Work required>
Starting at the beginning of the entries and stopping after the line that contains "[56, 173, 64, 185]", write out every line again, requests included, scaling each bounding-box coordinate in the answers by 0.35 and rounding to a whole number, with halves rounded up. Leave the pictures out of your answer.

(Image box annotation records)
"""

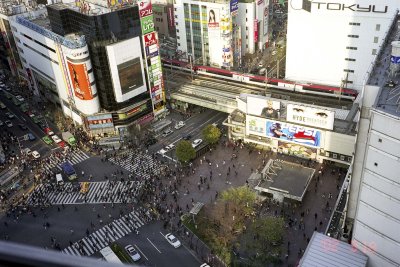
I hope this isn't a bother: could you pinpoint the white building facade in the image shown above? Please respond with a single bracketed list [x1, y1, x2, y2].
[286, 0, 400, 90]
[10, 13, 100, 124]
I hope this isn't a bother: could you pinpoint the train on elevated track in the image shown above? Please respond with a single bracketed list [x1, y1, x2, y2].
[162, 59, 358, 100]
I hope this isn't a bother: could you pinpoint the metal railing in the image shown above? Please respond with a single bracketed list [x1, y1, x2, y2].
[16, 16, 86, 49]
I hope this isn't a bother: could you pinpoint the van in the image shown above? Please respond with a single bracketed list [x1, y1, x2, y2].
[56, 173, 64, 185]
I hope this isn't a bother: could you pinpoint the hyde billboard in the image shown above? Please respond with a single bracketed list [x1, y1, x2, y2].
[246, 115, 322, 147]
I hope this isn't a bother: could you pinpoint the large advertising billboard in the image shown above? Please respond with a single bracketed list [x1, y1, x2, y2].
[106, 37, 147, 102]
[246, 115, 322, 147]
[230, 0, 239, 16]
[208, 7, 220, 29]
[286, 104, 335, 130]
[86, 114, 114, 130]
[68, 61, 93, 100]
[138, 0, 153, 18]
[247, 96, 282, 119]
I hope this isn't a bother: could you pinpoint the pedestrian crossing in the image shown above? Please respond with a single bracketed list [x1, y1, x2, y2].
[43, 149, 89, 175]
[62, 210, 149, 256]
[26, 181, 139, 206]
[108, 152, 161, 179]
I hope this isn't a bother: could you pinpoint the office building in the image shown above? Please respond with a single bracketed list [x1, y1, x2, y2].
[286, 0, 400, 90]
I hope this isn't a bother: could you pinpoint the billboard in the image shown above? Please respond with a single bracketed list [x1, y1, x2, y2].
[263, 6, 269, 36]
[265, 120, 321, 147]
[68, 61, 93, 100]
[106, 37, 147, 102]
[138, 0, 153, 19]
[230, 0, 239, 16]
[286, 104, 335, 130]
[247, 96, 283, 119]
[208, 7, 220, 29]
[254, 19, 258, 43]
[246, 115, 322, 147]
[140, 15, 154, 34]
[86, 114, 114, 130]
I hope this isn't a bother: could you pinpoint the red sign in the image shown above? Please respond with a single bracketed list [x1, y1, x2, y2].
[254, 19, 258, 43]
[138, 0, 153, 18]
[143, 32, 158, 47]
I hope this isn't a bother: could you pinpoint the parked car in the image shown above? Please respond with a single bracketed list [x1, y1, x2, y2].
[125, 245, 141, 261]
[28, 133, 36, 141]
[18, 123, 28, 131]
[175, 121, 186, 130]
[32, 150, 40, 159]
[6, 112, 15, 119]
[42, 135, 53, 145]
[51, 135, 62, 144]
[162, 129, 174, 137]
[165, 233, 181, 248]
[192, 139, 203, 148]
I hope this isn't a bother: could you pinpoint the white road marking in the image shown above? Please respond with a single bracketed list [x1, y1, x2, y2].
[147, 240, 161, 254]
[134, 245, 149, 260]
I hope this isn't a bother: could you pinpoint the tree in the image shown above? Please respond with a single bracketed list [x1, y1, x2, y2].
[202, 124, 221, 144]
[176, 140, 196, 163]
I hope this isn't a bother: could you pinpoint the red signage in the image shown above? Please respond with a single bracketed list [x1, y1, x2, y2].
[143, 32, 158, 47]
[138, 0, 153, 18]
[254, 19, 258, 43]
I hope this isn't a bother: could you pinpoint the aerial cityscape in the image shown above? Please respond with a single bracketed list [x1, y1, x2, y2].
[0, 0, 400, 267]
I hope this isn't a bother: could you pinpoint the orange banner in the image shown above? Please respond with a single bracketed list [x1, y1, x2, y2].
[68, 62, 93, 100]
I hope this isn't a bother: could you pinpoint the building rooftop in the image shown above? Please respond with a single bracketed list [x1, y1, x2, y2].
[368, 19, 400, 117]
[50, 0, 137, 16]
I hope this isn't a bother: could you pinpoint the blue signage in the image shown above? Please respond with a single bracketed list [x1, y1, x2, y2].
[390, 56, 400, 64]
[230, 0, 239, 15]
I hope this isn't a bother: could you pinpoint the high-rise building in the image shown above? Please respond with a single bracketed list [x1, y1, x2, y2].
[286, 0, 400, 90]
[174, 0, 269, 68]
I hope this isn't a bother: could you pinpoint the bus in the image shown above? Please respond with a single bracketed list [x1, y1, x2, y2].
[61, 161, 78, 181]
[100, 247, 122, 263]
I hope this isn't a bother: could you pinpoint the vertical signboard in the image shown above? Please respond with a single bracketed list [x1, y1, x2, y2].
[138, 0, 166, 115]
[254, 19, 258, 43]
[68, 62, 93, 100]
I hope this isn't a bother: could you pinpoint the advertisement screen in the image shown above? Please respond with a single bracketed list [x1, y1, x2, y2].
[265, 120, 321, 147]
[230, 0, 239, 16]
[247, 96, 282, 119]
[263, 6, 269, 36]
[106, 37, 147, 102]
[138, 0, 153, 18]
[208, 8, 220, 29]
[286, 104, 335, 130]
[117, 57, 144, 95]
[68, 62, 93, 100]
[86, 114, 114, 130]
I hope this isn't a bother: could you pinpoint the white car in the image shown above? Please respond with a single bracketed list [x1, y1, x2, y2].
[192, 139, 203, 148]
[32, 150, 40, 159]
[175, 121, 186, 130]
[51, 135, 62, 144]
[165, 233, 181, 248]
[125, 245, 140, 261]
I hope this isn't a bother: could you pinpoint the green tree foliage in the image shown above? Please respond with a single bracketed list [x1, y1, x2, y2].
[176, 140, 196, 163]
[202, 124, 221, 144]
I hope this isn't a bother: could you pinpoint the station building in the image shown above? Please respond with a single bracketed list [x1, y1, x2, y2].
[285, 0, 400, 91]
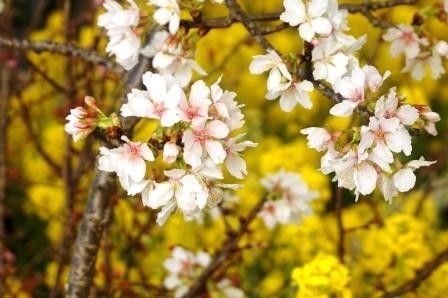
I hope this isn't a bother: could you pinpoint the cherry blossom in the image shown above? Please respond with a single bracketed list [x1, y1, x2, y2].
[64, 107, 97, 142]
[383, 24, 428, 59]
[178, 80, 212, 125]
[121, 72, 185, 127]
[416, 106, 440, 136]
[375, 88, 419, 125]
[266, 80, 314, 112]
[149, 0, 180, 34]
[249, 50, 291, 92]
[98, 0, 140, 70]
[182, 120, 229, 167]
[280, 0, 332, 42]
[163, 142, 180, 163]
[210, 78, 244, 130]
[259, 170, 318, 228]
[300, 127, 332, 152]
[163, 246, 211, 298]
[98, 136, 154, 190]
[98, 0, 140, 30]
[224, 134, 257, 179]
[141, 30, 207, 87]
[392, 157, 436, 192]
[143, 169, 208, 225]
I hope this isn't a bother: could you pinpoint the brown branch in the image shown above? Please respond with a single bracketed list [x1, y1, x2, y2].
[382, 248, 448, 298]
[181, 0, 417, 30]
[335, 187, 346, 263]
[0, 37, 124, 75]
[225, 0, 274, 50]
[66, 54, 149, 298]
[182, 198, 266, 298]
[0, 61, 11, 297]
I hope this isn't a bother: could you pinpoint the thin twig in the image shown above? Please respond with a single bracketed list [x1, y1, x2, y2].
[0, 37, 124, 75]
[182, 198, 266, 298]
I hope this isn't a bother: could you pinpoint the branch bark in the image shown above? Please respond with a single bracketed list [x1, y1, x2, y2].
[0, 36, 124, 75]
[66, 58, 149, 298]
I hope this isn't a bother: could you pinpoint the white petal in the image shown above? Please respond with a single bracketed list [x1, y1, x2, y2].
[392, 167, 416, 192]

"""

Response>
I hope this isn't a bother: could you pinpoint the white building facade in the image shown above? Please respond with a single bracketed list [x1, y1, x2, y2].
[100, 0, 140, 32]
[4, 5, 35, 43]
I hope this isn't a bother: could you pinpoint the train on elevated track in the image shown above? Please respond with a single bracketed list [x1, y1, x2, y2].
[57, 21, 125, 35]
I hope this isn't a bother: could you pinpoint the metal railing in the image shown above? Please respond with a single bracketed list [x1, y1, x2, y2].
[6, 6, 30, 17]
I hope this isn't a bother: could you pinpoint the van in the image shown above? Please respond with a single bracketed list [x1, y1, x2, y2].
[20, 61, 22, 65]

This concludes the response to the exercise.